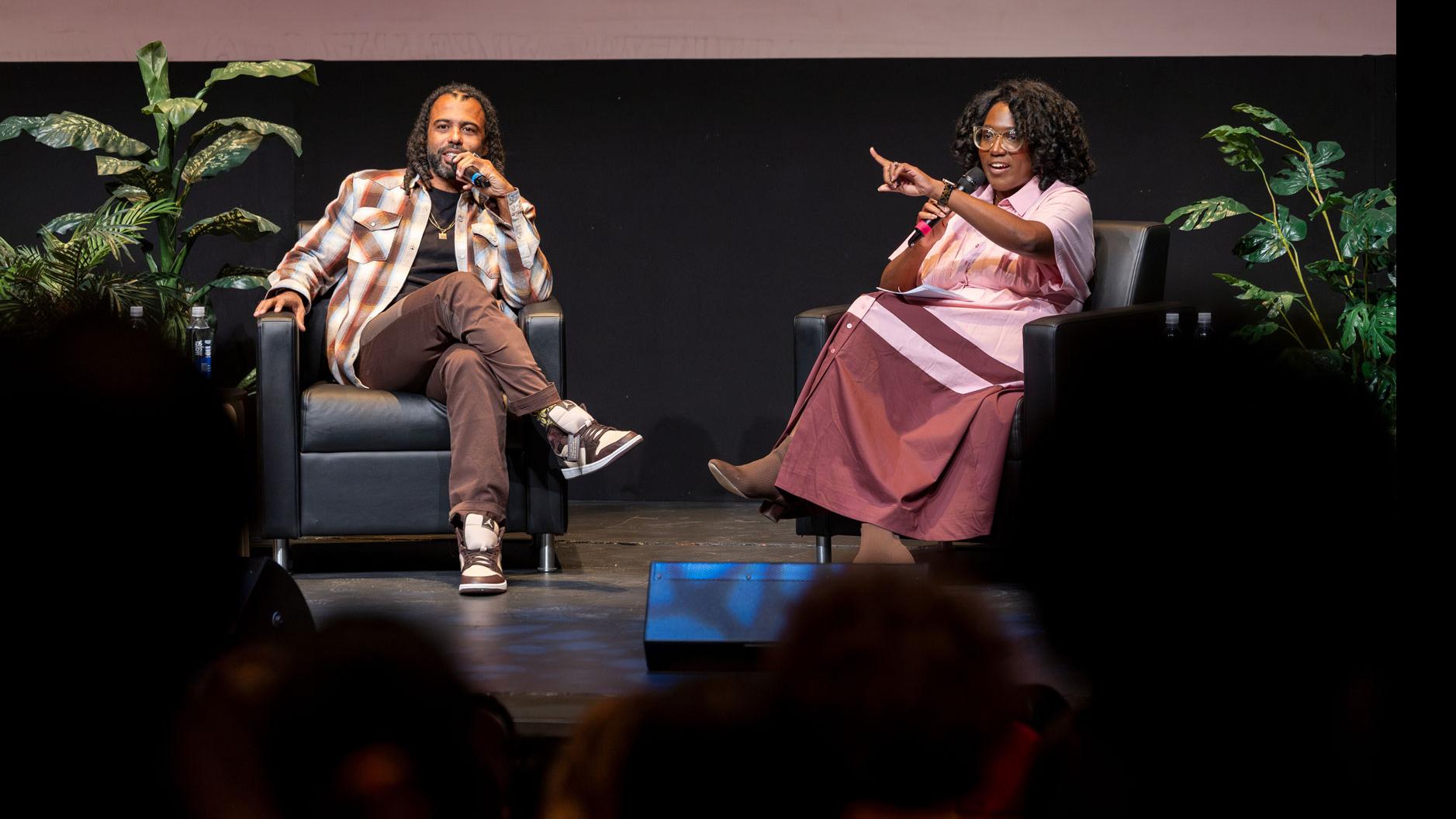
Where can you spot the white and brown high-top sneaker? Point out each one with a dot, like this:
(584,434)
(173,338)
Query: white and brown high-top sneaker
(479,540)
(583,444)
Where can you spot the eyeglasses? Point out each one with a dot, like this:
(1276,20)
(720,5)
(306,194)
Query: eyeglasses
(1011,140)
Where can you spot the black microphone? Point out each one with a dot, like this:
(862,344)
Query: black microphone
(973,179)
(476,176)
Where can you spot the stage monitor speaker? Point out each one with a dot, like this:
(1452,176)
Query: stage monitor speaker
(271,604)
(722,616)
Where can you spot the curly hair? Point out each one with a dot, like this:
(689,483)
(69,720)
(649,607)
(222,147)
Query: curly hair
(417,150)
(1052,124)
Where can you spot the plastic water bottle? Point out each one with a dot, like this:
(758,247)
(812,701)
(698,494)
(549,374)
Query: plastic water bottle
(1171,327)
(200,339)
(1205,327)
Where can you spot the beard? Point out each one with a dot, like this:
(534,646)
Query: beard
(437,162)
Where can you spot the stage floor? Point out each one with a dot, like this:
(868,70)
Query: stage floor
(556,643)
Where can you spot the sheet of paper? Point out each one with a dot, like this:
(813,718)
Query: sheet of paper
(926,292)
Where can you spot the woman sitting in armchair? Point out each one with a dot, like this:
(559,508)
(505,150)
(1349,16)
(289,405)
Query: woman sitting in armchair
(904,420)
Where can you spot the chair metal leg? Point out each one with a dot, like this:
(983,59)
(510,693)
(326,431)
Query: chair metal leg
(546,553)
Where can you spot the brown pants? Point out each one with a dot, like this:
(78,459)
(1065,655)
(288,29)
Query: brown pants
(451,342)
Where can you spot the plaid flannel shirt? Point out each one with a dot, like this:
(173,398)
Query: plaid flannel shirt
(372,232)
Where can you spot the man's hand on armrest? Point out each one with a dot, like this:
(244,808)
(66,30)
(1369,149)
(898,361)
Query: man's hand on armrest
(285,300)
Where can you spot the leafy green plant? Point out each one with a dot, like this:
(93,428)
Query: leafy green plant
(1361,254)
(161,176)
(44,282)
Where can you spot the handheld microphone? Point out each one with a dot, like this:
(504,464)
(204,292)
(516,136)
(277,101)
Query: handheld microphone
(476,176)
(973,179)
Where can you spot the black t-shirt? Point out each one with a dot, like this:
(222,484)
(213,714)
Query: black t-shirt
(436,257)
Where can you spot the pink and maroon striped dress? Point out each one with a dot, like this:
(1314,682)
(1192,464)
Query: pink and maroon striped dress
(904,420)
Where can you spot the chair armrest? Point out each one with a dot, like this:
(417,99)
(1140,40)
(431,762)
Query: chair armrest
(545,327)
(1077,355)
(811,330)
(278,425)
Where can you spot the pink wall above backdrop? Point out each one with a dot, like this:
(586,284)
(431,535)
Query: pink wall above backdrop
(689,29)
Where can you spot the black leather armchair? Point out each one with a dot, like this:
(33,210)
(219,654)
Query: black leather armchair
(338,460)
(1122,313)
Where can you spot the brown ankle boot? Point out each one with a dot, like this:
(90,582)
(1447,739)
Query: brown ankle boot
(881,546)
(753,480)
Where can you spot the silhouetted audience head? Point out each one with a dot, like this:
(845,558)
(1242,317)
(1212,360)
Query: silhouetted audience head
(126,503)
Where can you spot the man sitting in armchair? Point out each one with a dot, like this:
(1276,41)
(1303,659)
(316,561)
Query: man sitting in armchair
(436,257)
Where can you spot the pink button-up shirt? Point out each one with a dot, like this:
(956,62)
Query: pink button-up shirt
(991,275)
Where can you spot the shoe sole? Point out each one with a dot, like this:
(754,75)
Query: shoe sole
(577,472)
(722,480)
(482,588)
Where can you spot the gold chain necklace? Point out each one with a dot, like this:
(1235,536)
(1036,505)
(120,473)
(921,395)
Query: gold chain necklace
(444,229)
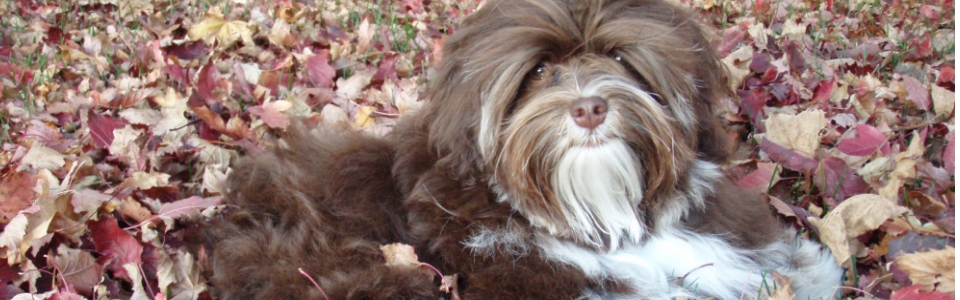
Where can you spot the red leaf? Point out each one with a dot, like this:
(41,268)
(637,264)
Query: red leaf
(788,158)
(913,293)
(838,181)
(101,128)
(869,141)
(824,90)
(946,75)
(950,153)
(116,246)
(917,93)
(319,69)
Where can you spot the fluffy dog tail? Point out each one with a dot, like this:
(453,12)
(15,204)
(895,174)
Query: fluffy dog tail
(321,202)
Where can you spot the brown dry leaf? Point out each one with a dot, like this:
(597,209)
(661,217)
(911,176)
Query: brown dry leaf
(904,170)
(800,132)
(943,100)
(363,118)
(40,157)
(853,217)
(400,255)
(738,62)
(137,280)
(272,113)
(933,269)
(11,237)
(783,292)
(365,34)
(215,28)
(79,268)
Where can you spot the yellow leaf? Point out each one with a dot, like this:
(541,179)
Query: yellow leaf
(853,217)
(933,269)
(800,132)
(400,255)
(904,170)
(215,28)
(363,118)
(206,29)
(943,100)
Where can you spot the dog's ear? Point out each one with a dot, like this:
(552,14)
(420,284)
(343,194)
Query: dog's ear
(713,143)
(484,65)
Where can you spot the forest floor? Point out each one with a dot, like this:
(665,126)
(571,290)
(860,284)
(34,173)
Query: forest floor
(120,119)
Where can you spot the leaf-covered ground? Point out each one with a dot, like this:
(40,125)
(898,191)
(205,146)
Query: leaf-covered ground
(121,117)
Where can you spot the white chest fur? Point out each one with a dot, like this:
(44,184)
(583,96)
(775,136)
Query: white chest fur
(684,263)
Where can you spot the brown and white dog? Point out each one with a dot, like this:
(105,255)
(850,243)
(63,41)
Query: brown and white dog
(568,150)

To do - Without including any pictures, return every line of the records exactly.

Result for this exercise -
Where can you spot the white and brown high-top sneaker? Point out each one with a dot, like this:
(584,434)
(173,338)
Query: white and brown high-top sneaker
(479,540)
(583,444)
Where can you spot the eyeglasses? Point out each one with a dot, like this:
(1276,20)
(720,5)
(306,194)
Query: eyeglasses
(1011,140)
Where can you spot the black microphone? Point out each one with a dot, like this:
(862,344)
Query: black microphone
(973,179)
(476,176)
Where can you spot the stage monitor speaker? Point out each one with a dot, like this:
(1452,176)
Query: stage monitor speaker
(271,604)
(722,616)
Where can you spot the curly hair? Point out each one with a dot, like this:
(689,483)
(69,720)
(649,607)
(222,147)
Query: curly hair
(417,150)
(1052,124)
Where can you spot the plastic water bottle? Point out each one with a dot, like this:
(758,247)
(812,701)
(698,494)
(549,374)
Query: plastic water bottle
(1171,327)
(200,339)
(1205,327)
Where can you spot the beard? Point out each one with a dot, like this:
(534,646)
Query: beard
(437,162)
Where can you spot the stage floor? Point out each one with a dot, like this:
(868,70)
Query: stage floor
(556,643)
Where can you spot the sheet of paper? Point out each one with a dot, like this:
(813,718)
Query: sheet of paper
(926,292)
Where can you spot the woman sitting in armchair? Point out each one with a dot, like this:
(559,508)
(505,150)
(1349,16)
(289,405)
Query: woman sitting in armchair
(904,420)
Where can you spot the chair metal leg? Point out each one with a dot, like this:
(983,59)
(510,693)
(326,431)
Query: chair metal leg
(546,553)
Where can you spot the brown pants? Point out each one with a dot, like this:
(78,459)
(1065,655)
(288,29)
Query: brown pants
(451,342)
Where can you spot the plaid flannel shirt? Point out each one with a dot, like this:
(173,398)
Query: plaid flannel shirt
(372,232)
Where can you spot the man's hand on armrest? Point out each one with a dot, like this:
(244,808)
(66,30)
(1369,149)
(898,361)
Query: man's hand on armrest
(285,300)
Where can you spot the leafy green plant? Point out each one with a dot, like this:
(93,428)
Query: leafy green plant
(1361,254)
(161,176)
(44,282)
Where can you spot the handheld microphone? Point out each one with a dot, like this:
(504,464)
(204,292)
(516,136)
(277,101)
Query: handheld microphone
(476,176)
(973,179)
Where can you spot the black t-shirt? Point out each one with a dot, like this:
(222,484)
(213,714)
Query: black t-shirt
(436,257)
Where can you spot the pink and maroon striped dress? Point out each one with a dot, like this:
(1314,682)
(1192,464)
Query: pink and maroon striped dress
(904,420)
Where can you spot the chair armrest? Point out each one with a dot, like this:
(417,99)
(1140,40)
(431,762)
Query: chair armrest
(545,327)
(1077,355)
(811,330)
(278,425)
Where can you spot the pink wall above backdrop? Point out each one with a dot, like this:
(586,284)
(431,535)
Query: pink wall above backdrop
(689,29)
Where can you spot the black leather armchair? Point out each one with a dot, like this:
(33,210)
(219,654)
Query: black leather armchair
(338,460)
(1122,313)
Where can you spot the brown ankle boot? Point out each one with a dot, like this:
(90,582)
(1447,739)
Query: brown ankle boot
(881,546)
(753,480)
Where can you spot the silhouetted audience head? Point out each one with a dot, like this:
(845,558)
(1242,317)
(1212,360)
Query: silhouetted audience head
(126,503)
Where can you spot the man sitting in armchair? Point out each one with a dot, like this:
(1276,41)
(1303,659)
(316,561)
Query: man sitting in armchair
(436,257)
Where can you spot the pink button-up shirt? Point out each one with a dot, like this:
(956,62)
Query: pink button-up shirt
(991,275)
Where can you spot the shoe sole? Point out each one with a dot, like this:
(754,75)
Query: shoe sole
(577,472)
(722,480)
(482,588)
Where can you spot the gold chain necklace? Point out each one with a dot, like this:
(1235,536)
(1036,505)
(120,473)
(921,395)
Query: gold chain necklace
(444,229)
Where can you spot the red leaf? Point out each one with a dot, like this:
(41,268)
(637,264)
Query: red leaf
(788,158)
(913,293)
(838,181)
(101,128)
(869,141)
(824,90)
(946,75)
(950,153)
(116,246)
(917,93)
(319,69)
Where can you spot the fluffy dog tail? Point out each one with a dot, like this:
(453,12)
(15,204)
(895,174)
Query: fluffy dog tail
(321,202)
Where can you spot the brown dry leaf? Point out each one with a dot, like this:
(597,209)
(661,217)
(911,176)
Query: brown dry leaf
(904,170)
(800,132)
(943,100)
(363,118)
(40,157)
(853,217)
(400,255)
(738,62)
(137,280)
(272,113)
(933,269)
(11,237)
(783,292)
(365,34)
(215,28)
(79,268)
Where can you spot the yellow leaf? Point out each one with a dot, like this:
(541,179)
Query: yellow leaf
(853,217)
(933,269)
(800,132)
(400,255)
(904,170)
(215,28)
(363,118)
(206,29)
(943,100)
Where can you spot the dog's ear? Point out each one with a dot, like this:
(552,14)
(420,284)
(343,194)
Query: dog's ear
(713,143)
(484,65)
Where can you spot the forest floor? Point out each one with a dot, like this:
(665,126)
(571,290)
(860,284)
(34,173)
Query: forest floor
(120,119)
Where can you spot the leaf-covered ground? Point out each one with a dot, like this:
(40,125)
(898,191)
(205,146)
Query: leaf-covered ground
(121,117)
Where can you spot the white chest fur? Point out each one with a dot, like this:
(44,184)
(583,96)
(775,136)
Query: white chest fur
(684,263)
Where can you spot the brown and white dog? Point out each one with a dot, like this:
(105,255)
(850,243)
(63,41)
Query: brown and white dog
(568,150)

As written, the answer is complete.